▶ [Instruction 1] In the article below on Pittsburgh's bailout proposal, who headed the commission that approved the plan?
▶ [Instruction 2] According to the article below on Pittsburgh's bailout proposal, why was the plan turned over to four local legislators?
▶ [Instruction 3] Continue the article below on Pittsburgh's bailout proposal from its last sentence.

▶ [Page]
Bipartisan panel trims spending, hikes some taxes

Sunday, October 19, 2003

By Mackenzie Carpenter, Post-Gazette Staff Writer

A bipartisan commission of civic, business and political leaders has crafted a financial bailout proposal for Pittsburgh that calls for increased business and occupation taxes in exchange for $40 million in cuts in city spending.

The plan was unanimously approved yesterday by the group, comprised of about 30 members and headed by former U.S. Steel chairman David Roderick. It then was turned over to four local legislators, who will take it to Harrisburg for consideration by House and Senate leaders.

It calls for a state-appointed board to oversee the city's finances, and it recommends giving the city the authority to raise new taxes. The plan says the city could only do so after satisfying the oversight board that it has made the necessary cuts in its budget.

▶ [Extracted entries]

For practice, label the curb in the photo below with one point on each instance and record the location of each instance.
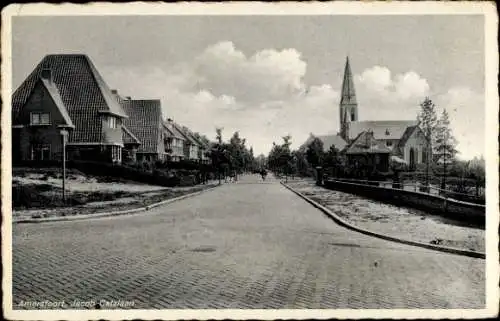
(109, 214)
(345, 224)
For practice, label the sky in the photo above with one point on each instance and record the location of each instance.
(269, 76)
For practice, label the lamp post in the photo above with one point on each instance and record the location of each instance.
(64, 137)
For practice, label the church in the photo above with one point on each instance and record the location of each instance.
(373, 142)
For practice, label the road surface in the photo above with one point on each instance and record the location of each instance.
(249, 244)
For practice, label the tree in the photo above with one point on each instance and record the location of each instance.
(333, 159)
(445, 145)
(314, 152)
(427, 119)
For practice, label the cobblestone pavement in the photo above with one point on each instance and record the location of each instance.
(249, 244)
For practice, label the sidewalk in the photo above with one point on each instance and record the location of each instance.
(404, 223)
(140, 200)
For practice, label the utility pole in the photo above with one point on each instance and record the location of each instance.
(64, 135)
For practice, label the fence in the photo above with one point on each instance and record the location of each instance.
(418, 187)
(431, 203)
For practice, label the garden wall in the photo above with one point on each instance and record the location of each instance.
(434, 204)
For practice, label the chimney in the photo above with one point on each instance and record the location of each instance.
(46, 74)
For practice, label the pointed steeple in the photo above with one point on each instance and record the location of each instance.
(348, 92)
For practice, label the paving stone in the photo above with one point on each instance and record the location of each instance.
(243, 245)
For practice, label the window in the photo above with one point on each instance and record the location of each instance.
(40, 119)
(112, 122)
(40, 152)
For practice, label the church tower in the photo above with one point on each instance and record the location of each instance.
(348, 104)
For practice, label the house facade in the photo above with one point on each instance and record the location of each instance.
(174, 142)
(66, 93)
(145, 122)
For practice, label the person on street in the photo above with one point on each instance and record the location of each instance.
(263, 173)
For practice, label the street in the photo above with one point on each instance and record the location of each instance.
(246, 245)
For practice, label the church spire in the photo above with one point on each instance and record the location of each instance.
(348, 93)
(348, 104)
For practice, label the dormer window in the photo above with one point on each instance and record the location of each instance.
(40, 119)
(112, 122)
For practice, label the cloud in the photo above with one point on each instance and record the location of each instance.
(466, 110)
(263, 96)
(383, 96)
(268, 75)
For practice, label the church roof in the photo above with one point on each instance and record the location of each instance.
(382, 129)
(327, 140)
(348, 92)
(366, 143)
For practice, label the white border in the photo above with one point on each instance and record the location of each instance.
(284, 8)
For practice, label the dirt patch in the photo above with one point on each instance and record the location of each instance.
(400, 222)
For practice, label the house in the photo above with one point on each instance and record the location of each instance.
(146, 123)
(190, 145)
(174, 145)
(66, 93)
(368, 154)
(203, 147)
(131, 144)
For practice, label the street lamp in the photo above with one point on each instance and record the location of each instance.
(64, 137)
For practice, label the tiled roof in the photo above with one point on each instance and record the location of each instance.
(382, 129)
(82, 90)
(184, 133)
(366, 143)
(56, 97)
(129, 137)
(328, 141)
(176, 131)
(145, 122)
(171, 132)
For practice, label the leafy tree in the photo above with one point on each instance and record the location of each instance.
(314, 152)
(445, 146)
(333, 159)
(427, 119)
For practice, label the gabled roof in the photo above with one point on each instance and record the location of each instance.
(382, 129)
(366, 143)
(173, 128)
(129, 137)
(328, 141)
(145, 122)
(56, 98)
(82, 90)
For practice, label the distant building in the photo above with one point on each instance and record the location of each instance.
(174, 141)
(368, 153)
(145, 122)
(66, 92)
(403, 139)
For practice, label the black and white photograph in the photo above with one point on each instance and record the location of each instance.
(250, 160)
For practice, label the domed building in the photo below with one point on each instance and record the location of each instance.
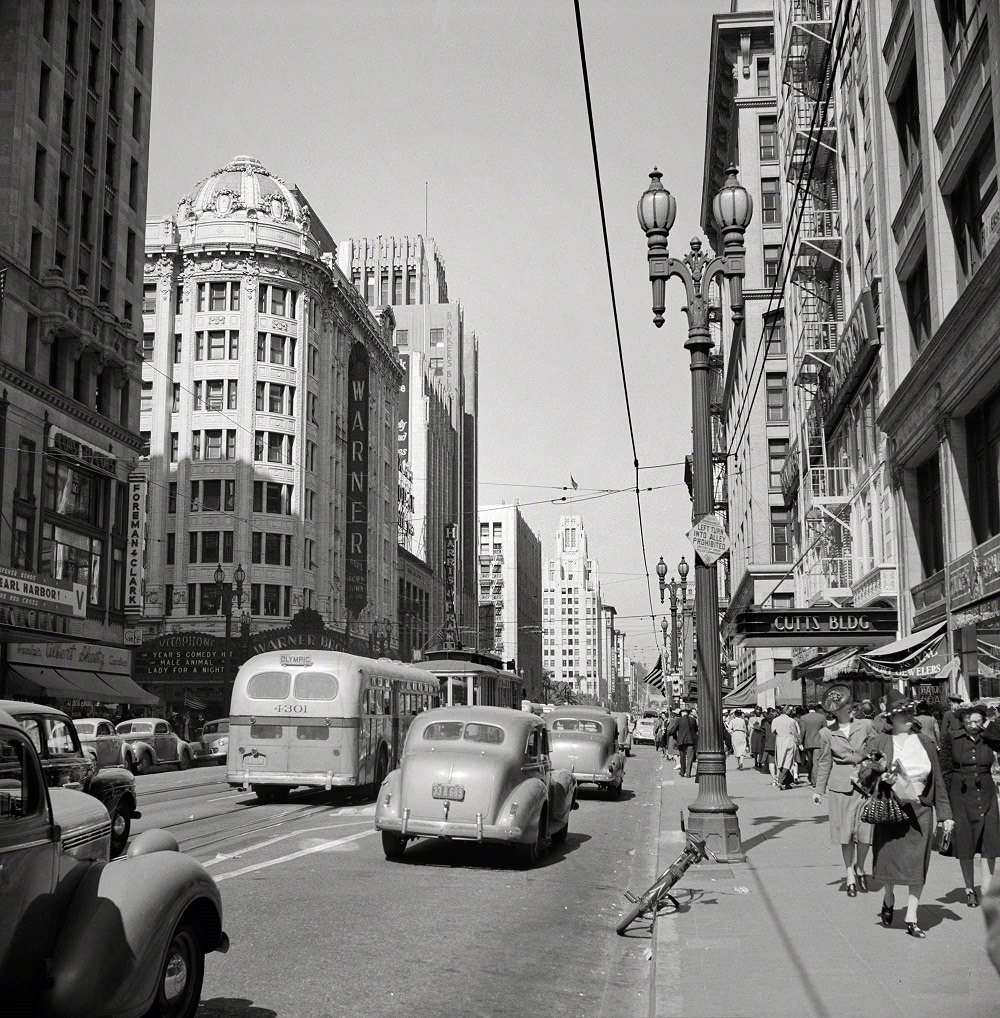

▶ [Written reply 1] Former U.S. Steel chairman David Roderick.

▶ [Written reply 2] The four legislators will take the plan to Harrisburg, where House and Senate leaders will consider it.

▶ [Written reply 3]
The proposal calls for hiking the occupation tax from the current $10 a year for everyone who works in the city to $60 a year and for assessing a $8.25-per-employee tax on manufacturers and other businesses that presently are exempt from city business privilege taxes.

The plan differs from Republican-backed legislation introduced last week, which calls for a more powerful budget oversight panel and that would not permit the imposition of any new taxes.

While Roderick and others declined to attach a specific dollar amount to taxes that could be generated under the plan, the city faces an $81 million shortfall next year.

"We tried to be fair and make sure that the tax didn't fall disproportionately on any individual sector," said Roderick after yesterday's two-and-a-half hour meeting, which was held at the Squirrel Hill home of former Republican National Committeewoman Elsie Hillman. "We tried to come up with a plan where the employees would pay something, businesses would pay something, the city people would be paying something, and the commuter who works there would pay something."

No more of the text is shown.